=== Problem to solve ===
Count the lines in the items below that contain the word "floodwater". Reply with the number alone.
--- begin Given entries ---
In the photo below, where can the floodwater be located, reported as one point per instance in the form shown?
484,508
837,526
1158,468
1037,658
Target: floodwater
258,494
--- end Given entries ---
=== Final result ===
2